▸ Work request: Down to the last line, the material below should be reproduced exactly.

* * * * * * * * *

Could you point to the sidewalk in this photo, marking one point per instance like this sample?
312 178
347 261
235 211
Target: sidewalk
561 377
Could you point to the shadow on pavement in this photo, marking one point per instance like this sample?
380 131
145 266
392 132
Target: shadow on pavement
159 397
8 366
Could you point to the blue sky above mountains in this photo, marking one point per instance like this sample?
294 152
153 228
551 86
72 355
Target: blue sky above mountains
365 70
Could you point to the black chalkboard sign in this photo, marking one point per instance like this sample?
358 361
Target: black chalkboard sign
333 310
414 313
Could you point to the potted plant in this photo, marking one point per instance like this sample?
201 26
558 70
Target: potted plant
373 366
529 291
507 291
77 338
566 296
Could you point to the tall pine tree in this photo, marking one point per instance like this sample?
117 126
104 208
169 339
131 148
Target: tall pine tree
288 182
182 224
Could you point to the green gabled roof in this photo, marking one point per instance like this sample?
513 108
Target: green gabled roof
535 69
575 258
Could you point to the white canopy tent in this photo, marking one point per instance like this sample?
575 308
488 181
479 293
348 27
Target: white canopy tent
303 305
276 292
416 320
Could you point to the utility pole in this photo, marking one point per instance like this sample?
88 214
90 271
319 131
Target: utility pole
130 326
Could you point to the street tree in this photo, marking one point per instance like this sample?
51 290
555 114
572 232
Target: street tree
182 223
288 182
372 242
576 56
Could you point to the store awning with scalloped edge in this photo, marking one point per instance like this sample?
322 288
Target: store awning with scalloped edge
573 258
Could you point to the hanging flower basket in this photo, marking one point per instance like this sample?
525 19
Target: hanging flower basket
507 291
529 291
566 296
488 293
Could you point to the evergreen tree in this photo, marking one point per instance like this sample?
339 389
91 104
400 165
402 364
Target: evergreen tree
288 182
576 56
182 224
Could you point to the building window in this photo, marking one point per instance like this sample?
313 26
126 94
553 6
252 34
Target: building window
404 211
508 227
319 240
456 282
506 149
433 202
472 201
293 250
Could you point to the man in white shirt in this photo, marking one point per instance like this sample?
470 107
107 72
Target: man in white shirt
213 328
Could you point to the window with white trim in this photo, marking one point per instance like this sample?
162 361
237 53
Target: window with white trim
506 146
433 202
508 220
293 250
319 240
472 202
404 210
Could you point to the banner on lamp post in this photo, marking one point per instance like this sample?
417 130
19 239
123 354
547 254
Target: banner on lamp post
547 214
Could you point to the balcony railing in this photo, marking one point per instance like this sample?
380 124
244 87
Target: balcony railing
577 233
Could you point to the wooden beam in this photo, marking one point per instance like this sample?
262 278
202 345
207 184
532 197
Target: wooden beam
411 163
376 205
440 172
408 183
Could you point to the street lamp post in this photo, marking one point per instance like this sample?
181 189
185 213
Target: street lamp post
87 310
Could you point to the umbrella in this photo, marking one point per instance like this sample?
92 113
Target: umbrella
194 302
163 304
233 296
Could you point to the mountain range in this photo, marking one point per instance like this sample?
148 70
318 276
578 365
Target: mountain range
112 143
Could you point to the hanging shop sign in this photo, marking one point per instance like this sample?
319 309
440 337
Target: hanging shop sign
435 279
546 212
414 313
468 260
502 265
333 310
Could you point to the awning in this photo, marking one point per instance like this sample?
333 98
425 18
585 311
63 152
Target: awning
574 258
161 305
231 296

* * * * * * * * *

▸ Exercise output:
Could you point to the sidewalk in this photo, marking one point per instance like this sample?
312 178
347 261
235 211
Target: sidewalk
561 377
Could you point to the shadow on pavement in this photo, marking one point per instance like this sample?
380 131
145 266
392 132
Target: shadow on pavement
159 397
8 366
Could you point to the blue sky above mountains in this photo, marking one point per instance like this sample?
294 152
153 228
551 86
72 355
Target: blue sky above mountains
365 70
Could you point to the black chalkboard sign in this photo, marking one point per instance like this sample?
358 361
Target: black chalkboard sign
333 310
414 313
Could you point to the potted plant in this photo, marking one point per instance like this sample?
201 26
558 70
Target: potted plant
373 366
529 291
507 291
77 338
566 296
Could you point to the tall pine tree in this photo, marking one point per instance like this sample?
117 126
104 208
169 339
131 148
Target: tall pine tree
288 182
182 224
Could you point to the green gabled roof in this photo, marking one point per instance like this sample?
513 108
Target: green gabled roof
535 69
575 258
Could you point to the white canopy tent in this photo, marking one point per instance like this sample?
575 308
488 181
479 293
348 27
Target: white canopy tent
303 305
276 292
416 320
Could you point to the utility pole in this photo, marking one point per instance like this sample?
88 214
90 271
319 131
Target: utility pole
130 326
Could you point to the street tree in this photo, marking one point per instance like this sample?
51 290
555 114
572 232
Target: street tree
182 223
288 182
372 242
576 56
Could you point to the store awning with scalloped edge in this photo, marking one point per instance like this sample?
322 288
Target: store awning with scalloped edge
573 258
Could you point to the hanging flower basket in this photo, marking one point per instance like this sample?
525 19
Target: hanging flower basket
507 291
529 291
566 296
488 293
Could you point to the evergreen tree in this photo, marking one point per instance like this sample?
339 389
91 104
400 165
402 364
Target: evergreen tree
288 182
576 56
182 224
Could you point to the building window in this photo, marking one point per instance like this sample?
313 26
126 94
553 6
252 34
Target: building window
404 211
508 227
319 240
456 282
506 149
433 202
472 201
293 250
Could you point to the man in white shirt in this photo, marking one point per instance like this sample?
470 107
107 72
Target: man in white shirt
213 328
Could you point to the window with white trim in this photo, marking one point per instance like this sample?
162 361
237 53
Target: window with white trim
506 146
433 202
508 220
293 250
319 240
472 202
404 210
Could you point to the banner on lamp post in this photo, marking one point per instance like this sample?
417 130
19 239
123 354
547 254
Target: banner on lamp post
547 214
Could you point to the balcony railing in this photo, marking one point per instance like this sample?
380 124
244 87
Target: balcony railing
577 233
Could you point to the wooden beam in this photo, marking one point per instance like this sample?
262 278
202 345
207 184
532 197
Target: wooden beam
411 163
376 205
440 172
408 183
Could you point to the street lamp post in this photo, marking one point per instance like this sample?
181 189
185 213
Target: street lamp post
87 310
Could you point to the umbrella in this photo, marking one point per instance like this sample?
92 113
Target: umbrella
194 302
163 304
233 296
Could you point to the mountain range in this photo, marking one point per instance like this sample?
148 70
318 276
578 365
Target: mountain range
112 143
Could you point to the hanging shop sign in this photo, marking one point per instance like this sample?
319 309
440 337
Target: hanging shop sign
435 279
546 212
414 313
468 260
502 265
333 310
Could you point to the awning in this photo, marking one point per instance like this sample?
333 98
425 18
585 311
63 152
Target: awning
574 258
161 305
231 296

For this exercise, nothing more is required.